* [TRECHO]:

Literatura

A nova força avassaladora da escrita

Em Flores Azuis, Carola Saavedra aposta no poder modificador da palavra

Ubiratan Brasil
A concentração monástica é o melhor recurso encontrado por Carola Saavedra para escrever seus livros em um período não tão longo. Foi assim com o primeiro romance, Toda Terça, produzido durante um ano sabático em Berlim, na Alemanha. Aconteceu o mesmo com o seguinte, Flores Azuis, articulado durante um momento em que ela descartou viagens, cancelou compromissos, evitou encontros literários.

"Foi um trabalho mais forte porque, dessa vez, eu estruturei todo o livro mentalmente antes de começar a escrever", conta Carola que, além de ter nascido no Chile, viveu também na Alemanha, Espanha e França, alternância que facilitou sua visão sobre a questão do estrangeiro. "Eu sentia a necessidade de tomar um rumo diferente do utilizado na criação de Toda Terça, que é um romance marcado especialmente pela ausência, até pela covardia. Assim, Flores Azuis começou com a idéia de valorizar o extremo do amor, de pessoas que se jogam de cabeça em uma relação."

* [MATERIAL DO EXERCÍCIO]:
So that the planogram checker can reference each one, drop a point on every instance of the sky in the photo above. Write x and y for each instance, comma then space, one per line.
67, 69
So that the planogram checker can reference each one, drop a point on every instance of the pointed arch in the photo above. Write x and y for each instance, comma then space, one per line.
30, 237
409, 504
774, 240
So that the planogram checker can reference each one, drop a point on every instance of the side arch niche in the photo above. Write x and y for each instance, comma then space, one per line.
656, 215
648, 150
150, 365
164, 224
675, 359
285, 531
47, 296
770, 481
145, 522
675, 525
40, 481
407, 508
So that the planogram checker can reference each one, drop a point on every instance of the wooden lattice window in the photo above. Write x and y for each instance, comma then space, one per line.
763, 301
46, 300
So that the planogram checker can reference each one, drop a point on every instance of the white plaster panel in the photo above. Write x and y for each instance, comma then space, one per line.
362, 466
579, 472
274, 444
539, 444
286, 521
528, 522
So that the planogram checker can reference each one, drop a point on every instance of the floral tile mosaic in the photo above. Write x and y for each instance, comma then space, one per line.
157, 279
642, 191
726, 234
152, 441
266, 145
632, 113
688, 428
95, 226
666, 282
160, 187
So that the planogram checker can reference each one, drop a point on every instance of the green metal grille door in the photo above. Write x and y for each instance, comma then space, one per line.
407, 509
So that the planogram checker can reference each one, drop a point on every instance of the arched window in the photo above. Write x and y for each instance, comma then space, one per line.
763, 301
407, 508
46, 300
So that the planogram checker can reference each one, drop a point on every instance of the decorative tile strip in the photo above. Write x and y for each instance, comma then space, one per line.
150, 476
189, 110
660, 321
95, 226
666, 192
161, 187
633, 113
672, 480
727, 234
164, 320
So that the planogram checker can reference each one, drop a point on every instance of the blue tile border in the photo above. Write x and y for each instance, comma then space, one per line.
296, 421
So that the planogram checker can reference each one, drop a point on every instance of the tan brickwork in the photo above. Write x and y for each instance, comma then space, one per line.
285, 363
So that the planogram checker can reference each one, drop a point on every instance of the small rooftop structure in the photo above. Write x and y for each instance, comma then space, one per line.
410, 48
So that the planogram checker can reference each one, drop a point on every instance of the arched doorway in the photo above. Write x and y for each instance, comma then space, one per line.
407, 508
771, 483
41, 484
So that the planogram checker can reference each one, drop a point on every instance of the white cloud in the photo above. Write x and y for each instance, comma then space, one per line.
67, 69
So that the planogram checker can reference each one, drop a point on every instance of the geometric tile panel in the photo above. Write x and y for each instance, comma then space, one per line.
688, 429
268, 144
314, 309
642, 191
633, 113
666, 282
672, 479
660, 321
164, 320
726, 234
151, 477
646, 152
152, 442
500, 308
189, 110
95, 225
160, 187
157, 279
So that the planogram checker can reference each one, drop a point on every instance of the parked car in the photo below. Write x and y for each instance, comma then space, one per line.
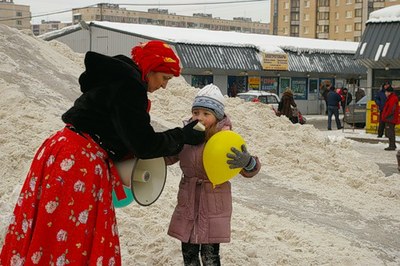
356, 113
260, 96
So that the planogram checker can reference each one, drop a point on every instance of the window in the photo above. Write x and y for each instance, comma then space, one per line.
323, 29
323, 15
323, 2
286, 5
299, 88
199, 81
269, 84
294, 30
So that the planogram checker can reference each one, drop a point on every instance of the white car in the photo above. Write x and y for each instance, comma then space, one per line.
260, 96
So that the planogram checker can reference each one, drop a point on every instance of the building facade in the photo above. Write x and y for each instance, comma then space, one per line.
232, 59
342, 20
161, 17
15, 16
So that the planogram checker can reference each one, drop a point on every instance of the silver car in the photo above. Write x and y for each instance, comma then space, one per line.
260, 96
355, 113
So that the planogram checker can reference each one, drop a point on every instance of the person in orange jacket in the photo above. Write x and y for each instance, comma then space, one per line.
390, 115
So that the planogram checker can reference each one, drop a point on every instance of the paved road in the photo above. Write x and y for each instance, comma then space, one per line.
320, 122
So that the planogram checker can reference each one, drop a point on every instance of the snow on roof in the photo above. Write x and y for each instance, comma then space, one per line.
265, 43
53, 34
387, 14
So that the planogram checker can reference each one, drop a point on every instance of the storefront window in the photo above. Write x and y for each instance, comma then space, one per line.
199, 81
299, 88
236, 84
284, 83
269, 84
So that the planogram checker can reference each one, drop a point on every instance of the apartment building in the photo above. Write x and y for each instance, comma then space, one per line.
342, 20
161, 17
48, 26
15, 16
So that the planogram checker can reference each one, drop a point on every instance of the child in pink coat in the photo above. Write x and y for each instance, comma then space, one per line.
202, 217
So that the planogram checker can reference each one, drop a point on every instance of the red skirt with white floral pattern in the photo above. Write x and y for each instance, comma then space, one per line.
64, 214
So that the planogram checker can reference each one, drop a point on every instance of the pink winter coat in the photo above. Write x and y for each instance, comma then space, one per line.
203, 213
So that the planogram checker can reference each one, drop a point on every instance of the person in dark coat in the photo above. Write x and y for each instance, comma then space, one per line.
346, 99
380, 100
65, 213
333, 101
287, 104
390, 115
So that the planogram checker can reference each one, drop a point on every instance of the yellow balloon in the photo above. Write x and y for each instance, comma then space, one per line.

* [TAREFAS]:
1) Diga se cada afirmação abaixo concorda com o trecho, respondendo sim ou não e citando literalmente as palavras do trecho que decidem: (a) Toda Terça foi escrito durante um ano sabático em Berlim; (b) Carola Saavedra nasceu na Espanha; (c) Flores Azuis começou com a ideia de valorizar a ausência.
2) Copie sem nenhuma alteração as linhas das entradas que vão da linha que contém "person in dark" até o final das entradas, incluindo as duas extremidades.

* [RESPOSTAS]:
1)
(a) Sim: "produzido durante um ano sabático em Berlim, na Alemanha".
(b) Não: "além de ter nascido no Chile".
(c) Não: "Flores Azuis começou com a idéia de valorizar o extremo do amor".

2)
So that the planogram checker can reference each one, drop a point on every instance of the person in dark coat in the photo above. Write x and y for each instance, comma then space, one per line.
346, 99
380, 100
65, 213
333, 101
287, 104
390, 115
So that the planogram checker can reference each one, drop a point on every instance of the yellow balloon in the photo above. Write x and y for each instance, comma then space, one per line.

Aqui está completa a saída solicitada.